### Dokumentabschnitt
Was ist also zu tun: drei praktische Tipps für die Gestaltung von Finanzierungszusagen
Es ist erfreulich, dass das OLG Düsseldorf die komplexen Regelungen zur Fortführungsprognose an die Lebenswirklichkeit von Start-ups anpasst. Auch wenn eine Entscheidung des BGH zu den hier aufgeworfenen Fragen noch aussteht, sollten folgende Punkte zukünftig von der Start-up-Geschäftsführung im Umgang mit unverbindlichen Finanzierungszusagen durch Gesellschafter beachtet werden:
- Es sollte in Vorbereitung der konkreten Finanzierungsrunde eine nachvollziehbare und realistische Finanzplanung mit einem operativen Konzept vorgelegt werden, aus der sich die erfolgversprechende Entwicklung des Unternehmens am Markt ergibt. Mittelfristig sollte sich eine Finanzierung aus eigenen Erträgen darstellen lassen.

### Datenzeilen
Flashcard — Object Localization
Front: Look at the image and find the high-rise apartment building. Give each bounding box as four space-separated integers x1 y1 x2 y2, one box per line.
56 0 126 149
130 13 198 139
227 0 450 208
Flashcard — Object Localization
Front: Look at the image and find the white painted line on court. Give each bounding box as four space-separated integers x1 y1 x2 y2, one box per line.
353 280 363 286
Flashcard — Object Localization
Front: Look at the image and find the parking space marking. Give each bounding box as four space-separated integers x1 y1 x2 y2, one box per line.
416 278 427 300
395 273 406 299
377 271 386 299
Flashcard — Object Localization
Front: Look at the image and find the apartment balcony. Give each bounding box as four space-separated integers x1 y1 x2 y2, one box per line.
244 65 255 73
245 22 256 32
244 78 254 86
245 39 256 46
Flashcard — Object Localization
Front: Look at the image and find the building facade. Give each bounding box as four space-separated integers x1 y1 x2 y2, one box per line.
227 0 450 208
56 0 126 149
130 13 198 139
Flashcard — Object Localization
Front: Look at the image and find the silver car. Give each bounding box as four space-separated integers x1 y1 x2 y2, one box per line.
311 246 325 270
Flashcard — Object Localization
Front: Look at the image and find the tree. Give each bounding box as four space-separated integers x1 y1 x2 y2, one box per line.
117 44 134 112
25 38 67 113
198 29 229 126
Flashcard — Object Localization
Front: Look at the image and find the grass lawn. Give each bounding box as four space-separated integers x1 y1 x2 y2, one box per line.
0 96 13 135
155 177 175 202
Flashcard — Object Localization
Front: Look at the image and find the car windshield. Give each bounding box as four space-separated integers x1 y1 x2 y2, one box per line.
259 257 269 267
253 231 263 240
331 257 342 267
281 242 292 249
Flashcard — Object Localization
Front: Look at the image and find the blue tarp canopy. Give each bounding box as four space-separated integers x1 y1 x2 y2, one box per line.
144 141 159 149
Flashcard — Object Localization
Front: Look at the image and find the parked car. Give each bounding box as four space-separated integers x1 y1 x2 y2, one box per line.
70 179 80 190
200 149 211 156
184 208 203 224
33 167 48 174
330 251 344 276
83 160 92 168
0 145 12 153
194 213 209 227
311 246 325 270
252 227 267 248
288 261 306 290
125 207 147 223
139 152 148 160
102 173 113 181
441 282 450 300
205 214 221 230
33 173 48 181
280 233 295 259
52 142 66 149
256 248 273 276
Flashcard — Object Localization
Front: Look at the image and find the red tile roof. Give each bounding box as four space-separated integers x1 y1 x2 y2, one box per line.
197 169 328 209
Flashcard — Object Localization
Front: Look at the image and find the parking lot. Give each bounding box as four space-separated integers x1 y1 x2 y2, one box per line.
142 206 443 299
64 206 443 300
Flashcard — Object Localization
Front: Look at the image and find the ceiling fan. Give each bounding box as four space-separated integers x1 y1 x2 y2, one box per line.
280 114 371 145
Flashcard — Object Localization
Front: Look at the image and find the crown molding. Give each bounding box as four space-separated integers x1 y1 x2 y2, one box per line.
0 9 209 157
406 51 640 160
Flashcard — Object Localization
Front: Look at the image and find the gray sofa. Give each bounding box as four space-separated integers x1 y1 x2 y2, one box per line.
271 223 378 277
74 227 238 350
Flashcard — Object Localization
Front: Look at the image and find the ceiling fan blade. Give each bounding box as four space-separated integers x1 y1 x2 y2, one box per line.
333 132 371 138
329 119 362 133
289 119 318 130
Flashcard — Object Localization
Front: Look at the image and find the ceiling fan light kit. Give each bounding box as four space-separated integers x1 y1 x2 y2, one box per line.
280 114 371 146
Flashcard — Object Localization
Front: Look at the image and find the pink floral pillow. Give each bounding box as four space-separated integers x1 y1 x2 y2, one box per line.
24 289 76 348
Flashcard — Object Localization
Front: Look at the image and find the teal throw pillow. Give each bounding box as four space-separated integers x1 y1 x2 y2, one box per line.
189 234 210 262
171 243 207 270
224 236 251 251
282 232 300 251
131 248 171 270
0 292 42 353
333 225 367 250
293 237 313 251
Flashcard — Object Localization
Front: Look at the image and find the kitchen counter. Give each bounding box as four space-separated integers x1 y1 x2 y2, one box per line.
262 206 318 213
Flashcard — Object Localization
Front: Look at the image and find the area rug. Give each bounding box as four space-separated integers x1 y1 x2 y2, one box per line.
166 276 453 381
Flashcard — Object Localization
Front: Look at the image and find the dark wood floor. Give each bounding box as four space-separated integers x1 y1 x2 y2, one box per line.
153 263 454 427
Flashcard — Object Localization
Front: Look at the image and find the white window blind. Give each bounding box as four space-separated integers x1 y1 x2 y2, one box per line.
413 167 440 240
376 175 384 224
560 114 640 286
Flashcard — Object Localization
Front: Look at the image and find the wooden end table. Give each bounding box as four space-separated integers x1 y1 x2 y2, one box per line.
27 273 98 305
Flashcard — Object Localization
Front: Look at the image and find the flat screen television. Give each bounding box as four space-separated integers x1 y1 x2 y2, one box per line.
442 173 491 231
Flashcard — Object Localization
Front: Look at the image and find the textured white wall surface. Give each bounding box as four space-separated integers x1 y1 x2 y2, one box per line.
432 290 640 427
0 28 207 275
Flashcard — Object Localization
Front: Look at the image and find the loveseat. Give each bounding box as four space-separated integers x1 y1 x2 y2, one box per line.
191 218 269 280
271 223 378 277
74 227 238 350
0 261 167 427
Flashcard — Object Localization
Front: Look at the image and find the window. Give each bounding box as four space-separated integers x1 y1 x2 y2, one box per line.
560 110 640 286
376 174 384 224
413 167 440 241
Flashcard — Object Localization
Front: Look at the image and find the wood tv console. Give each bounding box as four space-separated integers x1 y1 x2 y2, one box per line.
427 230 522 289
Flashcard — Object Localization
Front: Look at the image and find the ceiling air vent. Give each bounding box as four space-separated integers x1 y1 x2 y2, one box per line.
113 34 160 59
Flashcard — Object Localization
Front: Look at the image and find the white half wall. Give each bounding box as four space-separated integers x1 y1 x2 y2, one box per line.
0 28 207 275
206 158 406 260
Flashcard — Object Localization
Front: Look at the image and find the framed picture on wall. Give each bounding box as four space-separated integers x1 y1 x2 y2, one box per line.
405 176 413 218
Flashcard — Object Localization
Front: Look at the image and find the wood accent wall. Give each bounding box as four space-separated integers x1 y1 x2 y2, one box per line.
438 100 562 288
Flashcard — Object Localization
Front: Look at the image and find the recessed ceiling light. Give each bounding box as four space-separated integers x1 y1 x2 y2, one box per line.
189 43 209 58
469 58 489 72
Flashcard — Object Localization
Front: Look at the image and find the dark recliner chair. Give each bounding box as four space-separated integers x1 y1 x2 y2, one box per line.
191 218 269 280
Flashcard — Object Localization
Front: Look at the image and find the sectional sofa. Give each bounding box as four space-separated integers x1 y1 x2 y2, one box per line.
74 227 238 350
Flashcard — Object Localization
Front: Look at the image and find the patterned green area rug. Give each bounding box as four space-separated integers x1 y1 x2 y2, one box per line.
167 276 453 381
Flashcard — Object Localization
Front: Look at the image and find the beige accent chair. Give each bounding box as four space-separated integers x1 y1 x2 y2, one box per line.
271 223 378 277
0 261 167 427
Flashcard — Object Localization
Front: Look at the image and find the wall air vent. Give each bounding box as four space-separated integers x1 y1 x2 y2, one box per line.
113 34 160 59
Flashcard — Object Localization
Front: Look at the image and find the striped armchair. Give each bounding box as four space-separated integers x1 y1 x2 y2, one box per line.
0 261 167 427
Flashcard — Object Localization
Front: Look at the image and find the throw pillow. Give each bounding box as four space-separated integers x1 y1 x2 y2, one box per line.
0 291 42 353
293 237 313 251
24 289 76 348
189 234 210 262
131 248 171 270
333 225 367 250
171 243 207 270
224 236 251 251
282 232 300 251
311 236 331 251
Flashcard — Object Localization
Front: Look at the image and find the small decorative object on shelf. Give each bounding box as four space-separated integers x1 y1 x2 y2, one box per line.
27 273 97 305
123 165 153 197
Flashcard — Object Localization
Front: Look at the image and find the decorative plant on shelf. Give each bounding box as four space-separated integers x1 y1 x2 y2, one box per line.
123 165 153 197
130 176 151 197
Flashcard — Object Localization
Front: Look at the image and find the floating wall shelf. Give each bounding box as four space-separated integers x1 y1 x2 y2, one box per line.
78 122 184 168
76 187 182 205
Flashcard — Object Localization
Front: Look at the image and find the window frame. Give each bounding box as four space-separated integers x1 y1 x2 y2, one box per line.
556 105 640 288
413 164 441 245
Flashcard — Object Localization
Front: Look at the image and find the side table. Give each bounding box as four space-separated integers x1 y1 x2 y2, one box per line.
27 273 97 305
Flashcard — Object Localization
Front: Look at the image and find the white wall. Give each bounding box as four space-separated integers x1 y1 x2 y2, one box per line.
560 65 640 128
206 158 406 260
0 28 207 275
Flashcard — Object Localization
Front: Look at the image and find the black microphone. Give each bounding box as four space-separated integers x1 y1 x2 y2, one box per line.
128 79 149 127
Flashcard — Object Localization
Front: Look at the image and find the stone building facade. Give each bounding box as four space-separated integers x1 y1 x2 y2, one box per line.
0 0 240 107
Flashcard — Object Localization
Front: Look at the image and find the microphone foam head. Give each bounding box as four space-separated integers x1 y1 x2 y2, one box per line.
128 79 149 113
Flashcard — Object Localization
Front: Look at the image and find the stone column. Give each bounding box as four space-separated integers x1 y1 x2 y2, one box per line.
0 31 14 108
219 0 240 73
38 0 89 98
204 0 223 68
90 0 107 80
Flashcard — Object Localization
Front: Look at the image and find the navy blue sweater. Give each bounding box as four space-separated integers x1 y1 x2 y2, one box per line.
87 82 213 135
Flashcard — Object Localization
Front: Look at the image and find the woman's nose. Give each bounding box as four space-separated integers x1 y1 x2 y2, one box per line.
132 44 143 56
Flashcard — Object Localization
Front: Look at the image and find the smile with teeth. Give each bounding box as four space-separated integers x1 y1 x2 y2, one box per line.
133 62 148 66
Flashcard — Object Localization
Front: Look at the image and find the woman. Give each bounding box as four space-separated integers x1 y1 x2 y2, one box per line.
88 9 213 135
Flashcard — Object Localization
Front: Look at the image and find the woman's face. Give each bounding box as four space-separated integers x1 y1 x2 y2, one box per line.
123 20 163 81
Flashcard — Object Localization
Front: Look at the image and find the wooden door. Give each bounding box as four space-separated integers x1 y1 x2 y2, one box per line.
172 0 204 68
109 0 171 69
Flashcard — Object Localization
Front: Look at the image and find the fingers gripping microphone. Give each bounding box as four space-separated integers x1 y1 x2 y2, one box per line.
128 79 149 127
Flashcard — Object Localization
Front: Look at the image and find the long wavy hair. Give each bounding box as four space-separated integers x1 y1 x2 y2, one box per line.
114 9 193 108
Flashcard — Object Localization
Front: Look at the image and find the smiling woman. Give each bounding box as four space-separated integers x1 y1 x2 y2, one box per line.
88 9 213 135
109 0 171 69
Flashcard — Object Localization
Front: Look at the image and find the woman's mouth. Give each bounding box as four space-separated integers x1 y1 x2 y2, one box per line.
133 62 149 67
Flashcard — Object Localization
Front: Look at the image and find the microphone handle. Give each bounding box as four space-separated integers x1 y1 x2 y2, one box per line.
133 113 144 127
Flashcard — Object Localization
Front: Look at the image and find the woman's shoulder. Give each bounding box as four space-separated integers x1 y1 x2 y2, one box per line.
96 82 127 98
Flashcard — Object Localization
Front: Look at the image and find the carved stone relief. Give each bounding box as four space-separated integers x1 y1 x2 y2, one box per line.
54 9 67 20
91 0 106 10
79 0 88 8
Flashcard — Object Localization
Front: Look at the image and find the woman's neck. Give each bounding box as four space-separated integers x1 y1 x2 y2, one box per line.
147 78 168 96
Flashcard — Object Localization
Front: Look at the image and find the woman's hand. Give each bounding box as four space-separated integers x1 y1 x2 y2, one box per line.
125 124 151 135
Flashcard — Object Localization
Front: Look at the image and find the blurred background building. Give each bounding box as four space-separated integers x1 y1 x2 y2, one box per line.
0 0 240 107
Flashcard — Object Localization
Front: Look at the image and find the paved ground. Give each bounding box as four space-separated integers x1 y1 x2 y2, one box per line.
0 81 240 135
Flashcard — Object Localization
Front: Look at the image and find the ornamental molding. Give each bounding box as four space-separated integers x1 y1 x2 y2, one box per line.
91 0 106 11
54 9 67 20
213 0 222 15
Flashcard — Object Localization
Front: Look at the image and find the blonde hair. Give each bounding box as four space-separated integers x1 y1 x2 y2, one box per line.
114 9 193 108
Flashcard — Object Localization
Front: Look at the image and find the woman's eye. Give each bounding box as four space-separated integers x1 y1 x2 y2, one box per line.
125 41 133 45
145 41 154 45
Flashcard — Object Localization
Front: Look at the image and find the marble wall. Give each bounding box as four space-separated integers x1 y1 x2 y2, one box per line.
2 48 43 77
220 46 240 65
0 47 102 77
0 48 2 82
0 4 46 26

### Schriftliche Aufgabe A
Nenne alle verschiedenen Wörter im Abschnitt über Finanzierungszusagen, die mit „Finanz“ beginnen.
### Schriftliche Aufgabe B
Gib den Abschnitt über Finanzierungszusagen von „Was ist also“ bis „Erträgen darstellen lassen.“ wortgetreu wieder.
### Schriftliche Aufgabe C
Welches Gericht passt laut dem Abschnitt über Finanzierungszusagen die Regelungen zur Fortführungsprognose an die Lebenswirklichkeit von Start-ups an?
Stütze dich ausschließlich auf den Abschnitt über Finanzierungszusagen.

### Ergebnis A
Finanzierungszusagen, Finanzierungsrunde, Finanzplanung, Finanzierung

### Ergebnis B
Was ist also zu tun: drei praktische Tipps für die Gestaltung von Finanzierungszusagen
Es ist erfreulich, dass das OLG Düsseldorf die komplexen Regelungen zur Fortführungsprognose an die Lebenswirklichkeit von Start-ups anpasst. Auch wenn eine Entscheidung des BGH zu den hier aufgeworfenen Fragen noch aussteht, sollten folgende Punkte zukünftig von der Start-up-Geschäftsführung im Umgang mit unverbindlichen Finanzierungszusagen durch Gesellschafter beachtet werden:
- Es sollte in Vorbereitung der konkreten Finanzierungsrunde eine nachvollziehbare und realistische Finanzplanung mit einem operativen Konzept vorgelegt werden, aus der sich die erfolgversprechende Entwicklung des Unternehmens am Markt ergibt. Mittelfristig sollte sich eine Finanzierung aus eigenen Erträgen darstellen lassen.

### Ergebnis C
Das OLG Düsseldorf.